Der New Yorker Kardinal Timothy Dolan Der New Yorker Kardinal Timothy Dolan 

Kardinal Dolan: „McCarrick war charmant, er log - und es hat funktioniert"

Aus Sicht des New Yorker Erzbischofs, Kardinal Timothy Dolan, zeigt der Vatikanreport zu Theodore McCarrick, dass der Kardinal viele durch seine Lügen täuschen konnte – ihn, Dolan, eingeschlossen. Auch Klerikalismus habe dazu beigetragen, dass geschehen konnte, was geschah. Das sagte der New Yorker Erzbischof in seinem Podcast „Conversation with Cardinal Dolan“.

„Er war ungeheuer talentiert darin, zu täuschen, zu manipulieren. Er war charmant, er log - und es hat funktioniert. Und es hat bei sehr vielen Leuten funktioniert. Wenn ich jetzt zurück schaue, muss ich sagen: Es hat auch bei mir funktioniert. Ich hatte nie Hinweise bezüglich sexueller Verfehlungen, aber ich muss sagen, ich bewunderte ihn. Ich hielt ihn für ein gutes Beispiel großer Energie und Liebe für die Kirche. Ich muss sagen, sein Zauber hat auch bei mir verfangen."

Extrahierte Daten:
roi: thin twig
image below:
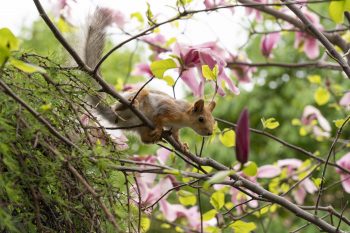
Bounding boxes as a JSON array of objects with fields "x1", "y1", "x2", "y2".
[{"x1": 315, "y1": 115, "x2": 350, "y2": 215}]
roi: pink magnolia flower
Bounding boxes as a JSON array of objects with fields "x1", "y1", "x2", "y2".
[
  {"x1": 294, "y1": 8, "x2": 323, "y2": 59},
  {"x1": 277, "y1": 159, "x2": 317, "y2": 205},
  {"x1": 301, "y1": 105, "x2": 332, "y2": 137},
  {"x1": 336, "y1": 152, "x2": 350, "y2": 193},
  {"x1": 235, "y1": 108, "x2": 250, "y2": 165},
  {"x1": 231, "y1": 55, "x2": 256, "y2": 83},
  {"x1": 339, "y1": 92, "x2": 350, "y2": 110},
  {"x1": 174, "y1": 42, "x2": 239, "y2": 96},
  {"x1": 260, "y1": 32, "x2": 281, "y2": 57}
]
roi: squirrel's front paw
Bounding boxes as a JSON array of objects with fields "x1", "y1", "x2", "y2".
[{"x1": 149, "y1": 128, "x2": 163, "y2": 142}]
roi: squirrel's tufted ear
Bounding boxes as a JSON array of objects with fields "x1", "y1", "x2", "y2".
[
  {"x1": 193, "y1": 99, "x2": 204, "y2": 112},
  {"x1": 208, "y1": 101, "x2": 216, "y2": 112}
]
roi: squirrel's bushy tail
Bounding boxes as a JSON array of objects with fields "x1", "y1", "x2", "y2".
[{"x1": 83, "y1": 8, "x2": 116, "y2": 123}]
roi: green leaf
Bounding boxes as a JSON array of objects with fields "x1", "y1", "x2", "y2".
[
  {"x1": 163, "y1": 75, "x2": 175, "y2": 87},
  {"x1": 314, "y1": 87, "x2": 331, "y2": 105},
  {"x1": 210, "y1": 191, "x2": 225, "y2": 210},
  {"x1": 141, "y1": 216, "x2": 151, "y2": 232},
  {"x1": 219, "y1": 128, "x2": 236, "y2": 147},
  {"x1": 160, "y1": 223, "x2": 171, "y2": 229},
  {"x1": 261, "y1": 117, "x2": 280, "y2": 129},
  {"x1": 243, "y1": 161, "x2": 258, "y2": 176},
  {"x1": 307, "y1": 74, "x2": 321, "y2": 84},
  {"x1": 0, "y1": 28, "x2": 19, "y2": 51},
  {"x1": 178, "y1": 190, "x2": 197, "y2": 206},
  {"x1": 328, "y1": 0, "x2": 349, "y2": 24},
  {"x1": 150, "y1": 58, "x2": 177, "y2": 79},
  {"x1": 0, "y1": 46, "x2": 10, "y2": 66},
  {"x1": 230, "y1": 220, "x2": 256, "y2": 233},
  {"x1": 202, "y1": 65, "x2": 219, "y2": 81},
  {"x1": 203, "y1": 209, "x2": 218, "y2": 221},
  {"x1": 146, "y1": 2, "x2": 156, "y2": 26},
  {"x1": 10, "y1": 58, "x2": 46, "y2": 74},
  {"x1": 130, "y1": 12, "x2": 145, "y2": 23}
]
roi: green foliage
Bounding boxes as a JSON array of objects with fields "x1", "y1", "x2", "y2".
[
  {"x1": 150, "y1": 58, "x2": 177, "y2": 79},
  {"x1": 0, "y1": 25, "x2": 132, "y2": 232}
]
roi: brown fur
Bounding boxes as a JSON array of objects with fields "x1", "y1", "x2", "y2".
[{"x1": 114, "y1": 89, "x2": 215, "y2": 147}]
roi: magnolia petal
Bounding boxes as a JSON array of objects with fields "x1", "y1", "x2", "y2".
[
  {"x1": 181, "y1": 69, "x2": 203, "y2": 97},
  {"x1": 157, "y1": 148, "x2": 171, "y2": 165},
  {"x1": 300, "y1": 178, "x2": 317, "y2": 194},
  {"x1": 294, "y1": 186, "x2": 306, "y2": 205},
  {"x1": 339, "y1": 92, "x2": 350, "y2": 108},
  {"x1": 340, "y1": 174, "x2": 350, "y2": 193},
  {"x1": 304, "y1": 36, "x2": 320, "y2": 59},
  {"x1": 260, "y1": 32, "x2": 280, "y2": 57}
]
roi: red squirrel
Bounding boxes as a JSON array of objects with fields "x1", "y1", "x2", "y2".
[{"x1": 85, "y1": 8, "x2": 216, "y2": 149}]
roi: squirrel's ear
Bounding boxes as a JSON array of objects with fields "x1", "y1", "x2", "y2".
[
  {"x1": 193, "y1": 99, "x2": 204, "y2": 112},
  {"x1": 208, "y1": 101, "x2": 216, "y2": 112}
]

Arbeitsaufträge:
1. In welchem Format äußerte sich Kardinal Dolan laut dem Text über Kardinal Dolan und McCarrick zu dem Vatikanreport?
2. Erkläre anhand des Textes über Kardinal Dolan und McCarrick, warum McCarrick so viele Menschen täuschen konnte.
Die Daten sind eigenständiges Material und gehören nicht zum Dokument.

Lösungen:
1. In seinem Podcast „Conversation with Cardinal Dolan“.

2. Laut Dolan war McCarrick ungeheuer talentiert darin, zu täuschen und zu manipulieren; er war charmant und log. Zudem habe auch der Klerikalismus dazu beigetragen, dass geschehen konnte, was geschah.